[Excerpt provided Boundary: Start]
Introduction

Androgens produced by the testis and the adrenal glands play a pivotal role in male reproductive and sexual function. Androgens are also needed for muscle formation, body composition, bone mineralisation, fat metabolism and cognitive functions. Low levels of testosterone or deficient action of the androgen receptor may impair male development and reproduction. Although hormonal regulation of spermatogenesis is still not completely understood, testosterone plays an essential role. A better understanding of the regulation of spermatogenesis may provide new treatment strategies for male infertility and contraception. In this review we will discuss the role of testosterone and its metabolite dihydrotestosterone (DHT) in the development and function of male reproductive organs. Indications for androgen therapy and androgen deprivation are also being discussed.

Testosterone and male sexual development

Male sexual development starts between the 7th and 12th week of gestation. The undifferentiated gonads develop into a foetal testis by expression of the sex region of the Y chromosome (SRY), a gene complex located on the short arm of the Y chromosome [18]. The foetal testis produces two hormones: testosterone and anti-muellerian hormone (AMH). Testosterone is needed for the development of the Wolffian ducts, resulting in formation of epididymis, vas deferens and seminal vesicle. AMH-activity will result in regression of the Muellerian ducts. Under the influence of intratesticular testosterone, the number of gonocytes per tubule will increase threefold in the first months of pregnancy.

Furthermore, testosterone is needed for development of the prostate, the penis and the scrotum. However, in these organs testosterone is converted into the more potent metabolite DHT by the enzyme 5-alpha reductase. The enzyme is absent in the testes, which explains the fact that 5-alpha reductase inhibitors have no marked effect on spermatogenesis. Individuals with deficient 5-alpha reductase activity display male pseudohermaphroditism and develop a syndrome called pseudovaginal perineoscrotal hypospadias, an incomplete virilisation of the male external genitalia [27]. For penile growth, both testosterone and DHT are required. However, the androgen receptor (AR) in the penis will disappear after puberty and testosterone suppletion in adults will not result in extra penile growth [1].

Testosterone can also be metabolised into estradiol by aromatase, present in fatty tissue, the prostate and in bone. Although aromatase is also found inside the testis, the role of estrogens in the tubular compartment is unknown. An effect of estrogens on the production of Inhibin-B secretion by the sertoli cells has been suggested. Also, estrogenic action is likely to be important for leydig cell, sertoli cell and germ cell development and function [16].
[Excerpt provided Boundary: End]
[Records provided Boundary: Start]
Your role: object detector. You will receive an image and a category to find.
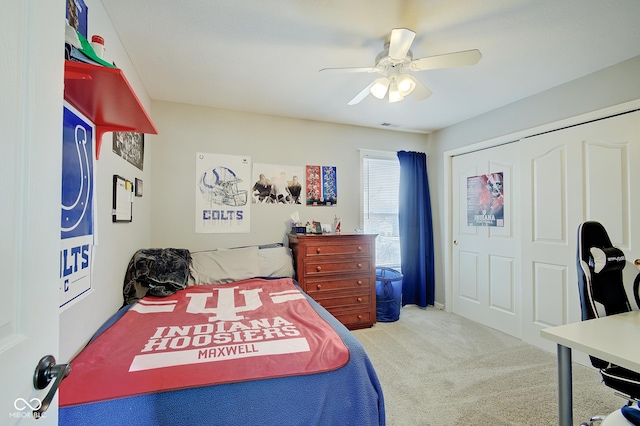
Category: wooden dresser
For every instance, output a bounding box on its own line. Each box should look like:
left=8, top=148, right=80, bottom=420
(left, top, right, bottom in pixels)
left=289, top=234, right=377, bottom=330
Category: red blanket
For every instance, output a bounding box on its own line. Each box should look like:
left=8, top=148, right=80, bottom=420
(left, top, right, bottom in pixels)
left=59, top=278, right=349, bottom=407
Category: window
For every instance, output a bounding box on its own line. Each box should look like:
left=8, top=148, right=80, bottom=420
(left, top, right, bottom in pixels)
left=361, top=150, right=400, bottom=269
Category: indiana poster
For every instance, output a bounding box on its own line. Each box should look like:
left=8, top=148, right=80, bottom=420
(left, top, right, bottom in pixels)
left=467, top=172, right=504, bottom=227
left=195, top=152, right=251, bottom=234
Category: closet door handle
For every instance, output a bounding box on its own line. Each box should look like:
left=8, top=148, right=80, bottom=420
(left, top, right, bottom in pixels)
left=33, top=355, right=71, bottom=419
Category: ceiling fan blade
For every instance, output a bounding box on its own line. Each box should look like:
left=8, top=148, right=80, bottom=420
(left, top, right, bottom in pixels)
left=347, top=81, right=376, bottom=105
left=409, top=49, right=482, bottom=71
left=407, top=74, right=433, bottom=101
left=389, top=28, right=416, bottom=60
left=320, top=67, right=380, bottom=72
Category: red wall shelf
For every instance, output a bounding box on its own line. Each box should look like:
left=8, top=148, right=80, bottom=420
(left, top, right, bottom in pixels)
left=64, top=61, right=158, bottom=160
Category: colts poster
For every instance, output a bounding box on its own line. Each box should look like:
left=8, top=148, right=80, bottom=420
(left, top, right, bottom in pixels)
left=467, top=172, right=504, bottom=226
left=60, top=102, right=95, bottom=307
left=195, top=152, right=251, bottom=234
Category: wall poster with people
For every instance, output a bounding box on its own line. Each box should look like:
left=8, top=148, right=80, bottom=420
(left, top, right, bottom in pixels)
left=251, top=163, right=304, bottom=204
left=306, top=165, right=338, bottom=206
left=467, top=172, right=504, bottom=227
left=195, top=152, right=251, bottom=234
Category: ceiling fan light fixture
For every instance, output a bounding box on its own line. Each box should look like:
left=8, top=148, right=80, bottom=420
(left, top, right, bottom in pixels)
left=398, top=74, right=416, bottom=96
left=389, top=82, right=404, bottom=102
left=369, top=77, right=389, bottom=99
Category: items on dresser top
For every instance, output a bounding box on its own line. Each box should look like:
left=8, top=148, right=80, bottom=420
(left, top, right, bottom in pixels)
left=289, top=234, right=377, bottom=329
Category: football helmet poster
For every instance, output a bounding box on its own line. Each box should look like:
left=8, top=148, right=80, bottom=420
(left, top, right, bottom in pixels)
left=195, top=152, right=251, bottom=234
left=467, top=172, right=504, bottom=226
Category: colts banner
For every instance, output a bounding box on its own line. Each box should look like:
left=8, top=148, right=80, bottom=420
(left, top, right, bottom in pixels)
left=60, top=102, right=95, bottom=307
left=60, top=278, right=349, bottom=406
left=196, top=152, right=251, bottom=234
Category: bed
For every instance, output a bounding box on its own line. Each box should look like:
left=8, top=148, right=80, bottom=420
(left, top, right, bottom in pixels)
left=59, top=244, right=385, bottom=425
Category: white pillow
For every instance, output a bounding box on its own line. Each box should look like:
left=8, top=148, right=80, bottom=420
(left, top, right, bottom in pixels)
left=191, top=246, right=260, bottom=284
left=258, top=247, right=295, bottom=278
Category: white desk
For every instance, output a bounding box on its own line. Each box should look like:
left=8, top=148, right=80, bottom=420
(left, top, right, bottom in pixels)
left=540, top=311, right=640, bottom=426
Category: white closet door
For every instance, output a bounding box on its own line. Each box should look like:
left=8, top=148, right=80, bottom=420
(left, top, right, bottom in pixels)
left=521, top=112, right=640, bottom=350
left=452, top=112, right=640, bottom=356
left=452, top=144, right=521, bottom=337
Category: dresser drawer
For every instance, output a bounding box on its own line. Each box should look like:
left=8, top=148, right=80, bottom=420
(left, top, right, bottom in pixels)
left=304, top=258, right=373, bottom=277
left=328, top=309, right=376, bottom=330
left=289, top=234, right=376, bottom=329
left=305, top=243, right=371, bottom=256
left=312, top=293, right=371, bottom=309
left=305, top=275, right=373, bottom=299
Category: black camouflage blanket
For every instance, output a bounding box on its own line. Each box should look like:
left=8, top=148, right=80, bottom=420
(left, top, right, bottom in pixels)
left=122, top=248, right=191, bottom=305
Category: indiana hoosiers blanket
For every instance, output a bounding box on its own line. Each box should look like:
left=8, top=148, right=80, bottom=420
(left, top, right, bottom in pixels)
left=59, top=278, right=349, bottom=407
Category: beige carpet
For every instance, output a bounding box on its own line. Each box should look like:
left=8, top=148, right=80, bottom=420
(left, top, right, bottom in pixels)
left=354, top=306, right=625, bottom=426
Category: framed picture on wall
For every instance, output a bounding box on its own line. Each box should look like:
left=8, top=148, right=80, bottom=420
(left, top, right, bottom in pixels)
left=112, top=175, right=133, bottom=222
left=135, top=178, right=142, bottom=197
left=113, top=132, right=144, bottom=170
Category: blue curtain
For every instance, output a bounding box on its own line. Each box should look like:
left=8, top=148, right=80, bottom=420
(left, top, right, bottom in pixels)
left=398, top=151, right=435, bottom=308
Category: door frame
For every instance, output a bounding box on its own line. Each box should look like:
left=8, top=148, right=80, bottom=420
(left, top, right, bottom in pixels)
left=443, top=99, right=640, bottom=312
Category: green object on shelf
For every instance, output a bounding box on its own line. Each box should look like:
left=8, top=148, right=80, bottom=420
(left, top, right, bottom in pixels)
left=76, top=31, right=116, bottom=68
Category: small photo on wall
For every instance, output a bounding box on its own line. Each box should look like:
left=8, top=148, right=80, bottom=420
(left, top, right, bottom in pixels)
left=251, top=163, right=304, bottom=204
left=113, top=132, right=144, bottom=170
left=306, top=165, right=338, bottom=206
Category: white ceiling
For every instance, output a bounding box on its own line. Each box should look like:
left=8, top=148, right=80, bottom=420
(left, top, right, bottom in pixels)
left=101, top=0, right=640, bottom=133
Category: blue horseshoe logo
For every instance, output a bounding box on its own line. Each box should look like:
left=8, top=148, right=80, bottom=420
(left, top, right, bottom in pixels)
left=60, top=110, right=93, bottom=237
[Records provided Boundary: End]
Task prompt: Proceed with the review of testosterone's role in male reproduction, picking up right after its final sentence.

Result:
The production of testosterone is controlled by Luteinising Hormone (LH) from the pituitary gland. Directly after birth, serum testosterone levels reach adult concentrations during several months. Thereafter and until puberty, testosterone levels are low, thus preventing male virilisation. Puberty starts with the production of gonadotrophins, initiated by GnRH secretion from the hypothalamus and resulting in testosterone production, male sexual characteristics and spermatogenesis.

Testosterone and spermatogenesis

Initiation of spermatogenesis occurs under the influence of Follicle Stimulating Hormone (FSH) after puberty [10]. The FSH-receptor is exclusively found on the surface of the sertoli cells. During foetal life, FSH is necessary for sertoli cell proliferation. Conflicting data exists on the role of FSH in spermatogenesis in humans, although a dual action of both FSH and intratesticular testosterone seems mandatory for complete quantitative and qualitative spermatogenesis [7, 14]. Upon maturation, the responsiveness for FSH of the sertoli cells diminishes and switches to an increased responsiveness for androgens [20].

Testosterone is needed for the maintenance of the spermatogenic process and for inhibition of germ cell apoptosis [21]. The seminiferous tubules of the testes are exposed to concentrations of testosterone 25–100 times greater than circulating levels. Suppression of gonadotrophins results in a reduced number of spermatozoa in the ejaculate and hypospermatogenesis [22]. Complete inhibition of intratesticular testosterone, however, results in a full arrest of meiosis up to the level of spermatids [28, 12]. Testosterone does not seem to act directly on the germ cells, but functions through the sertoli cells by expression of the androgen receptor (AR) and influencing the tubular microenvironment. Inside the tubular compartments, a multitude of paracrine factors such as peptide growth factor, cytokines, activins and many others are found. It is not yet clear if and how testosterone regulates or influences these intercellular modifying activators [14].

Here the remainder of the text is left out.